— start —
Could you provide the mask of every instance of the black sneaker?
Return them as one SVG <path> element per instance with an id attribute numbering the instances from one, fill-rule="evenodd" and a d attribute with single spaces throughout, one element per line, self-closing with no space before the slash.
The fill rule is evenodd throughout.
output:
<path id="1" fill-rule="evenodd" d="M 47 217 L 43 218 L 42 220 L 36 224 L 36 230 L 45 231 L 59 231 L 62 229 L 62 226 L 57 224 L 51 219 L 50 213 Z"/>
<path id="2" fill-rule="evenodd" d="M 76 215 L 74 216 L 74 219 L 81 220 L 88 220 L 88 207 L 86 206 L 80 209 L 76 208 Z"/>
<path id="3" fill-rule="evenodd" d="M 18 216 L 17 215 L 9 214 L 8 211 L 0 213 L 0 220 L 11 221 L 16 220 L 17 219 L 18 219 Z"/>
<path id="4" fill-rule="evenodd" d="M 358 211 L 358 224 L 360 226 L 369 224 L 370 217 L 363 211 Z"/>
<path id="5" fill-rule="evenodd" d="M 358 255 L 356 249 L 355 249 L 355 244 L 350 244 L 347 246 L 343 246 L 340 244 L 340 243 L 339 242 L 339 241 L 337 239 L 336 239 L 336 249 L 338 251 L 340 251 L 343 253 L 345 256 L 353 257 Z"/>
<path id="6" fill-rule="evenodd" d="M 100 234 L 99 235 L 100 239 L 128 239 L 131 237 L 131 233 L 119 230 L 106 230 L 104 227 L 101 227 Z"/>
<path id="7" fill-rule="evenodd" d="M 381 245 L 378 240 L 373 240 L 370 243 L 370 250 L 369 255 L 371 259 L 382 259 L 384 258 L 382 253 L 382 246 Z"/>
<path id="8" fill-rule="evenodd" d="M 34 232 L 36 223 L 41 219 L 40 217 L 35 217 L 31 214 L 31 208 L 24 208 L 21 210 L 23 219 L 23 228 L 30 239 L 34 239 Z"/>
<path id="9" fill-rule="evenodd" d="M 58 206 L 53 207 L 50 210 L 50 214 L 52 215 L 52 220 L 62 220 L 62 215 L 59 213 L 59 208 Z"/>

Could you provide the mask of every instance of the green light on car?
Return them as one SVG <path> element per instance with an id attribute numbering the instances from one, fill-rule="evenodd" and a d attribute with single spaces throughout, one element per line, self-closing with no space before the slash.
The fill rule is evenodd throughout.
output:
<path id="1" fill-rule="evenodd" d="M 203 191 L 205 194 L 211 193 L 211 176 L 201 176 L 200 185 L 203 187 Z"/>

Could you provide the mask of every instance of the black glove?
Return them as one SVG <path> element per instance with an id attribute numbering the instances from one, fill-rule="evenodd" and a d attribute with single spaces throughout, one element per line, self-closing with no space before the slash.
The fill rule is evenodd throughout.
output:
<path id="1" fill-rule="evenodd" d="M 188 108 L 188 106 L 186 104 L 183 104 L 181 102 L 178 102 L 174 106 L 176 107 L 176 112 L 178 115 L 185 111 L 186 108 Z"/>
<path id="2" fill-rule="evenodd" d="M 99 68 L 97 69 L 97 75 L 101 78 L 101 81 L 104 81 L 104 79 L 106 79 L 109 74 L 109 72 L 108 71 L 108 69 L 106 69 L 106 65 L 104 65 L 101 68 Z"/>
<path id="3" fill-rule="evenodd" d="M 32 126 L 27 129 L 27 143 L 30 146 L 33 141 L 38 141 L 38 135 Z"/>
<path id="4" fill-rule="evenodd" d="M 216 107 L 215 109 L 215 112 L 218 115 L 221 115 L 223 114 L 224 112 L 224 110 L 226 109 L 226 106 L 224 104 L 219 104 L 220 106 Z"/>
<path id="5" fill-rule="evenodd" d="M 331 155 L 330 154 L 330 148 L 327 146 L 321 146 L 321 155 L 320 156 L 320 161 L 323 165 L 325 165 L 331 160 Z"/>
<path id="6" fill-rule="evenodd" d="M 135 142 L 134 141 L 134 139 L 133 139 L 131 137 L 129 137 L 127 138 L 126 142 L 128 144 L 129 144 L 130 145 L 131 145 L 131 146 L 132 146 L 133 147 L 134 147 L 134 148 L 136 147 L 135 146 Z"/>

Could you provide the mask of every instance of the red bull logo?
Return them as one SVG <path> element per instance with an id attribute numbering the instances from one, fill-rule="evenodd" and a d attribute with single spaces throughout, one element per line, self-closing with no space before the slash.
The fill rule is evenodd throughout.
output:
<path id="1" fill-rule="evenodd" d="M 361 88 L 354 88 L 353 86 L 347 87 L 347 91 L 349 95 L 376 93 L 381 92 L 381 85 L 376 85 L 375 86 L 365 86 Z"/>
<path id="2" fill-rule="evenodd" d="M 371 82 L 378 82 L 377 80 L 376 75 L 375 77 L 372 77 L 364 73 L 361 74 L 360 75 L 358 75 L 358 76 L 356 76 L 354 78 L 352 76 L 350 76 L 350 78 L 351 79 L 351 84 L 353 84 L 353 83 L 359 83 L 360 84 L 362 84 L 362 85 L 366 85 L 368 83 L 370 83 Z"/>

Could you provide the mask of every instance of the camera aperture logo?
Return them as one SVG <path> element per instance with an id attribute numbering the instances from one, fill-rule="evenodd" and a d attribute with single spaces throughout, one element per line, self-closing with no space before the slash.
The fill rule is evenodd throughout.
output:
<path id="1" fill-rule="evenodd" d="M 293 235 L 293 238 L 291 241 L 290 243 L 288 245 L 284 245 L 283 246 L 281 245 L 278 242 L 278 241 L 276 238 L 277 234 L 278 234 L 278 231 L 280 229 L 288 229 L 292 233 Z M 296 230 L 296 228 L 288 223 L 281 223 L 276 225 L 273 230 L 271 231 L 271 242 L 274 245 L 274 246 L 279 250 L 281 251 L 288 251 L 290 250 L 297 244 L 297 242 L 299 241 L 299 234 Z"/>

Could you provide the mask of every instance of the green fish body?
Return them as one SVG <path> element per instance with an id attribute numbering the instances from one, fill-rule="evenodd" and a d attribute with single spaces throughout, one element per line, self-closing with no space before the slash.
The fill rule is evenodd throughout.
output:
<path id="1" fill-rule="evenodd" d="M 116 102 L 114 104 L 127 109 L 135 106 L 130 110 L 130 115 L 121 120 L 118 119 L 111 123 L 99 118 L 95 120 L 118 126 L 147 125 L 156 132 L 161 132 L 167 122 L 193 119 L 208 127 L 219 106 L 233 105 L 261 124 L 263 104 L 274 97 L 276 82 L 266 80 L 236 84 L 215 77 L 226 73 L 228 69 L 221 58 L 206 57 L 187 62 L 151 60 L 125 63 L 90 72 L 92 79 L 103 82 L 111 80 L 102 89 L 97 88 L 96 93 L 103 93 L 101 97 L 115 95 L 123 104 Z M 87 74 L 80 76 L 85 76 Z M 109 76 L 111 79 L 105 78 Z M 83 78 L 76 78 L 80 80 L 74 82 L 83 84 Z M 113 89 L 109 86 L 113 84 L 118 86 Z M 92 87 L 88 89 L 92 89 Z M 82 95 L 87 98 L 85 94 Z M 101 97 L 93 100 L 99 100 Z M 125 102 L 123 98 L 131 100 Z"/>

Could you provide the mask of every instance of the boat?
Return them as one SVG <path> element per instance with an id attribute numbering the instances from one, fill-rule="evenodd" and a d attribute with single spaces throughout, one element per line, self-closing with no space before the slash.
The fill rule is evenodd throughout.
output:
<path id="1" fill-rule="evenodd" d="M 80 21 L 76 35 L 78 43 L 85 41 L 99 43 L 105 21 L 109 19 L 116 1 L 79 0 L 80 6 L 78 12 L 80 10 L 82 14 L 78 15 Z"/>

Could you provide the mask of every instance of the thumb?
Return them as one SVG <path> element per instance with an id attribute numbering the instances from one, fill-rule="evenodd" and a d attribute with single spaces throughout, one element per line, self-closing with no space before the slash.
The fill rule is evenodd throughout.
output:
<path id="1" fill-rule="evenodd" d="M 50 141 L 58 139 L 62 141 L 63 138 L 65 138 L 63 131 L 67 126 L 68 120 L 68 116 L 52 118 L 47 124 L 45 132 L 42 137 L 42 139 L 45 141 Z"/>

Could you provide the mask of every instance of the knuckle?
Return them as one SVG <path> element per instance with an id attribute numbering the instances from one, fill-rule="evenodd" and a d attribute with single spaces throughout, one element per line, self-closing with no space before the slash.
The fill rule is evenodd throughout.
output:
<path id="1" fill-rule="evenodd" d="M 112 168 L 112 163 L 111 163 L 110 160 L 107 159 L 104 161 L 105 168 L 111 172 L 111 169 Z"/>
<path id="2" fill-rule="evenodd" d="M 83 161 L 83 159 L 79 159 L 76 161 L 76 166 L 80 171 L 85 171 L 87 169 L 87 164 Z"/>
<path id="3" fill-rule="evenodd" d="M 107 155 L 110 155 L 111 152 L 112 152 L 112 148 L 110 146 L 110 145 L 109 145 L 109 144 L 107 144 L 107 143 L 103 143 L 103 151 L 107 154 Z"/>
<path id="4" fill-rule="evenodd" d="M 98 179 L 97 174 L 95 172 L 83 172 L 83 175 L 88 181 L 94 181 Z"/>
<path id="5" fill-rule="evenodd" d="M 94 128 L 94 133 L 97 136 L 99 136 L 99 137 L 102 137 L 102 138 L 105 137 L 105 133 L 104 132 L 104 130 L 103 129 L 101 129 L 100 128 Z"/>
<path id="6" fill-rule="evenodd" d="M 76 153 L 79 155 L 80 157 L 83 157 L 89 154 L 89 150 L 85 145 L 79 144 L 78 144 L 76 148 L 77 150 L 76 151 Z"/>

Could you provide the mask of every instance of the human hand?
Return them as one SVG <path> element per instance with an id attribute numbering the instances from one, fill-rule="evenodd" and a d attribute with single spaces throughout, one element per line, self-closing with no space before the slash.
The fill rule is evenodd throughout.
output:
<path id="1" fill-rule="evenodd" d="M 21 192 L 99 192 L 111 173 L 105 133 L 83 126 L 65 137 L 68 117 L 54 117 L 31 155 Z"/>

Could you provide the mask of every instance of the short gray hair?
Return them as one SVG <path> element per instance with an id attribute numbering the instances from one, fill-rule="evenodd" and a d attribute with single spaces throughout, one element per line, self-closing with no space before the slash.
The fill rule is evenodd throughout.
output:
— end —
What the task requires: Reproduce verbatim the lines of the data above, beginning at the line that contains "green fish body?" and stopping after the line that contains "116 102 L 114".

The completed task:
Could you provide the mask of every instance of the green fish body?
Return them as one SVG <path> element per instance with an id attribute numbering the instances from one, fill-rule="evenodd" and a d attribute with single spaces throughout, one element per line, self-closing with no space before the slash.
The fill rule is evenodd throughout.
output:
<path id="1" fill-rule="evenodd" d="M 116 102 L 114 104 L 127 109 L 135 106 L 130 110 L 130 115 L 121 120 L 118 119 L 111 123 L 99 118 L 95 120 L 118 126 L 147 125 L 156 132 L 161 132 L 167 122 L 193 119 L 208 127 L 219 106 L 233 105 L 261 124 L 263 104 L 274 97 L 276 82 L 266 80 L 236 84 L 215 77 L 226 73 L 228 69 L 221 58 L 206 57 L 187 62 L 151 60 L 125 63 L 90 72 L 92 79 L 103 82 L 111 80 L 102 89 L 97 88 L 96 93 L 103 93 L 101 97 L 115 95 L 123 104 Z M 87 74 L 80 76 L 85 76 Z M 109 76 L 111 79 L 105 78 Z M 83 78 L 76 78 L 80 80 L 74 82 L 83 84 Z M 113 89 L 109 86 L 113 84 L 118 86 Z M 92 87 L 88 89 L 92 89 Z M 82 95 L 87 98 L 85 94 Z M 101 97 L 93 100 L 99 100 Z M 125 102 L 123 98 L 131 100 Z"/>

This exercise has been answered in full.